Prompt 1
In the financial report excerpt, what amount did SG&A expenses increase to for the three months ended September 30, 2018?
Prompt 2
State whether each statement agrees with the financial report excerpt. For each, answer yes or no and quote the deciding words. (a) Non-cash SG&A expenses for the nine months ended September 30, 2018 were $2.14 million. (b) R&D expenses for the three months ended September 30, 2017 were $0.53 million. (c) Sales rose 152% for the nine months ended September 30, 2018 compared with the same period in 2017.
Prompt 3
Continue the financial report excerpt from the point where it stops.

Segment Start: Excerpted text

The gross profit increase for the three and nine months ended September 30, 2018 compared with the three and nine months ended September 30, 2017 is the result of our change in sales mix and increased sales.

 

Selling, general and administrative expenses – Selling, general and administrative (“SG&A”) expenses increased to $5.89 million for the three months ended September 30, 2018, compared with $4.31 million for the three months ended September 30, 2017. SG&A expenses include non-cash expenses of $0.41 million and $1.37 million for the three months ended September 30, 2018 and 2017, respectively, which consisted primarily of stock-based compensation, amortization of intangible assets, depreciation of fixed assets and bad debt expense. After adjusting for these non-cash expenses, SG&A expenses increased by $2.46 million for the three months ended September 30, 2018 compared to three months ended September 30, 2017, an approximate 83% increase. This increase relates primarily to increased employee headcount and higher commissions, both directly related to our 143.2% increase in sales for the three months ended September 30, 2018, as compared to three months ended September 30, 2017.

 

For the nine months ended September 30, 2018 and 2017, we incurred SG&A expenses in the amount of $15.97 million and $11.51 million, respectively. SG&A expenses include non-cash expenses of $2.14 million and $3.22 million for the nine months ended September 30, 2018 and 2017, respectively, which consisted primarily of stock-based compensation, amortization of intangible assets, depreciation of fixed assets and bad debt expense. After adjusting for these non-cash expenses, SG&A expenses increased by $6.34 million for the nine months ended September 30, 2018 compared to nine months ended September 30, 2017, an approximate 75% increase. This increase relates primarily to increased employee headcount and higher commissions, both directly related to our 152% increase in sales for the nine months ended September 30, 2018, as compared to nine months ended September 30, 2017.

  

Research and development expenses - For the three months ended September 30, 2018 and 2017, the Company incurred research and development (“R&D”) expenses of $0.53 million and $0.18 million, respectively. These expenses are related to our cost of process development, rental of our laboratory facility, payroll expenses, laboratory supplies, product development and testing, outsourced research personnel, and R&D expenses related to our specialty pharmaceutical segment.

 

 

 

 25 

 

 

During the three months ended September 30, 2018, we incurred $0.36 million of R&D expenses related to our specialty pharmaceutical segment compared with $0.18 million for the three months ended September 30, 2017. We expect R&D expense related to our pharmaceutical segment to increase each quarter over the next 12 months.

Segment End: Excerpted text
Segment Start: Information given

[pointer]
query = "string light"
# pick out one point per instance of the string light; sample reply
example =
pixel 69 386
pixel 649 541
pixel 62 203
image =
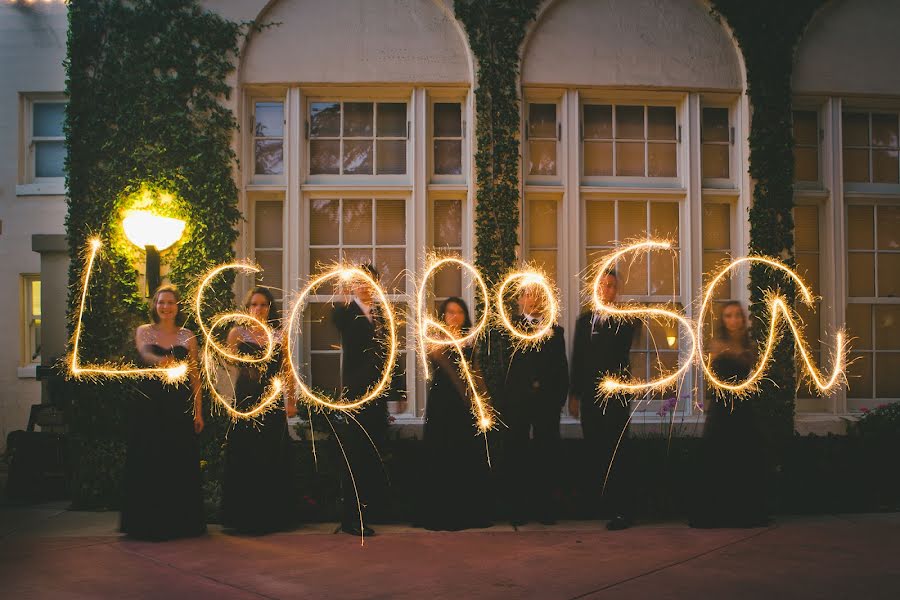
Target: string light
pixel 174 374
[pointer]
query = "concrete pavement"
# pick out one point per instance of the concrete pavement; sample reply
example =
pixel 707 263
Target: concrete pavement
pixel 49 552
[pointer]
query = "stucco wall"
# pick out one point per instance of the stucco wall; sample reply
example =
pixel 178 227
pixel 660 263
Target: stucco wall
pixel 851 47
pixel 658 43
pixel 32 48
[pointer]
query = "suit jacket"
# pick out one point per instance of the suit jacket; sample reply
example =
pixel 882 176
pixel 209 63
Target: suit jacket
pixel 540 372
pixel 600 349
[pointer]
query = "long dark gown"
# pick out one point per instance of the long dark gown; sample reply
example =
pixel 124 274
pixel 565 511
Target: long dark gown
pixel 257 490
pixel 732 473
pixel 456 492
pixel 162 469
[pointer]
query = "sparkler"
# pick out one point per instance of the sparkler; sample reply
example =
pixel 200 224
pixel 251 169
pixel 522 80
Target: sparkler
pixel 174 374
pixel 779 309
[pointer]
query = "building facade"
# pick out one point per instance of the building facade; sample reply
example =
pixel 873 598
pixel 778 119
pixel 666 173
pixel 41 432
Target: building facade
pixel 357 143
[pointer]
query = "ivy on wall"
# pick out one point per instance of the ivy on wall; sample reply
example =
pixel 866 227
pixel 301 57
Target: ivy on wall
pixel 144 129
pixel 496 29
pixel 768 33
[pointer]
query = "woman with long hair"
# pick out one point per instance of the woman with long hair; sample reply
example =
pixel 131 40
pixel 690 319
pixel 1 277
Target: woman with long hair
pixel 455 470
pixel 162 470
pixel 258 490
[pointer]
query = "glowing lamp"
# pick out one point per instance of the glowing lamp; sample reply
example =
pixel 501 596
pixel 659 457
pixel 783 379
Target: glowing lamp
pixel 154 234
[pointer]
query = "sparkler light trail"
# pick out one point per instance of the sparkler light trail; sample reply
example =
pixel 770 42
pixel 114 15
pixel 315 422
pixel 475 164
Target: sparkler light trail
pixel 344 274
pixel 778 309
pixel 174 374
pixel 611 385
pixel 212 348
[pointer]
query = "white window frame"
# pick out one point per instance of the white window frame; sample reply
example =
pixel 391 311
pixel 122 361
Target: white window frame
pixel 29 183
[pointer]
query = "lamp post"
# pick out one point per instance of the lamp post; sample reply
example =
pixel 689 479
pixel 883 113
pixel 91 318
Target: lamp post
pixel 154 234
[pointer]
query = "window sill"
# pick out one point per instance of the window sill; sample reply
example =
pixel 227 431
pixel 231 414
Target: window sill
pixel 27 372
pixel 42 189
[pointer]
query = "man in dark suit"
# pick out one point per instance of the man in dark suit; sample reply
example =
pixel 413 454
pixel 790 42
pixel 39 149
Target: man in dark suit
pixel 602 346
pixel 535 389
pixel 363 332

Segment End: Information given
Segment Start: Information given

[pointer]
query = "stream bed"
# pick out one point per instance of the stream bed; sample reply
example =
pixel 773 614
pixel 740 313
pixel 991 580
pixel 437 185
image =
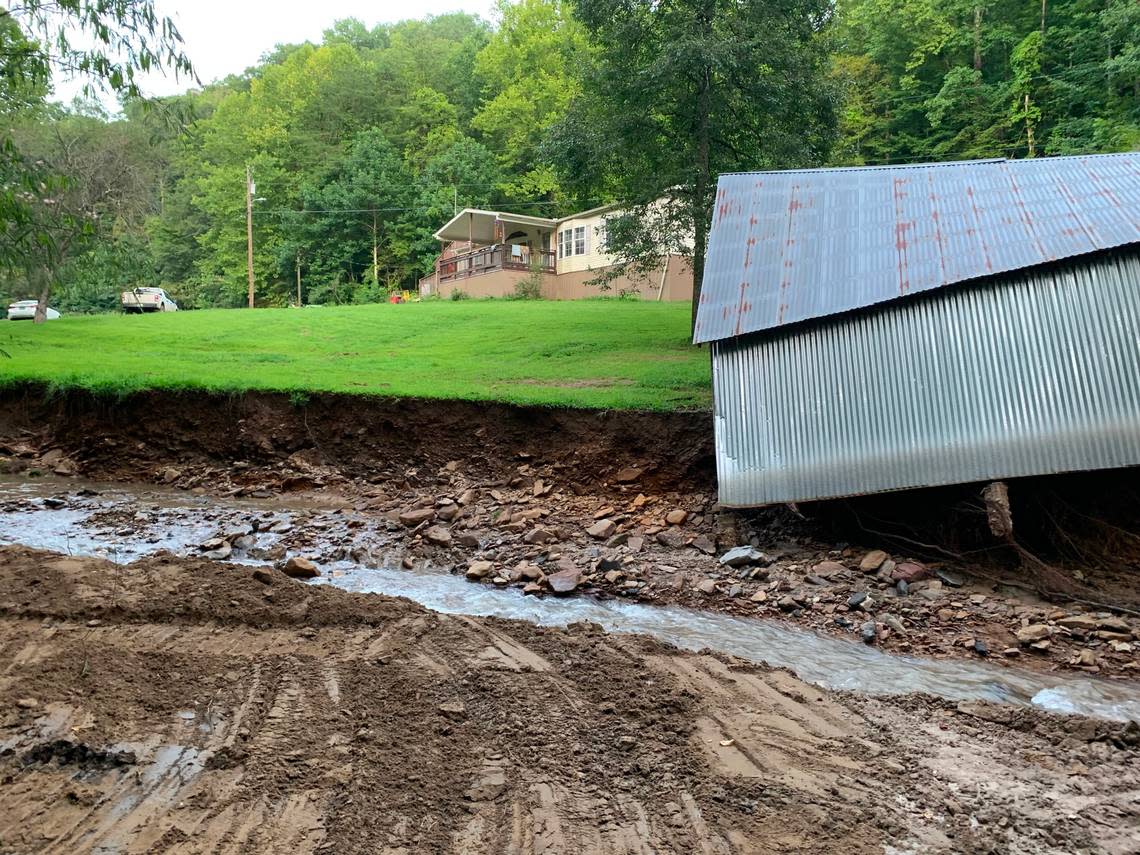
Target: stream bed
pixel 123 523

Segment End: Information given

Exercise response 1
$5.89 million

Exercise response 2
(a) Yes: "SG&A expenses include non-cash expenses of $2.14 million and $3.22 million for the nine months ended September 30, 2018 and 2017, respectively"
(b) No: "the Company incurred research and development (“R&D”) expenses of $0.53 million and $0.18 million, respectively"
(c) Yes: "our 152% increase in sales for the nine months ended September 30, 2018, as compared to nine months ended September 30, 2017"

Exercise response 3
 

For the nine months ended September 30, 2018 and 2017, the Company incurred R&D expenses of $1.13 million and $0.57 million, respectively. These costs are related to the same costs incurred during the three months ended September 30, 2018 and 2017, respectively. During the nine months ended September 30, 2018, we incurred $0.76 million of R&D expenses related to our specialty pharmaceutical segment compared with $0.39 million in the nine months ended September 30, 2017.

 

Gain on changes in derivative liabilities - Gain on changes in derivative liabilities of $0 and $0.01 million during the three months ended September 30, 2018 and 2017, respectively, relates to the change in the derivative liability from the Iliad Note and the change in the derivative liability from inception for the Iliad Note 2 (See Note 7 of the Company’s condensed consolidated financial statements). The gain results primarily from the reduction in the expected term of the derivative liabilities.

 

Gain on changes in derivative liabilities of $0 and $0.25 million during the nine months ended September 30, 2018 and 2017, respectively, relates to the change in the derivative liability from December 31, 2016 on the Iliad Notes (See Note 7 of the Company’s condensed consolidated financial statements). The gain results primarily from the reduction in the expected term of the derivative liabilities.

  

Royalty buy-out - Royalty buy-out of $0 and $2.43 million during the nine months ended September 30, 2018 and 2017, respectively relates to the Company’s share-based royalty buy-out associated with the Company’s acquisition of CanX, Inc., Florida-based, specialty pharmaceutical corporation, as disclosed by the Company in that certain Current Report on Form 8-K filed by the Company with the SEC on March 22, 2017.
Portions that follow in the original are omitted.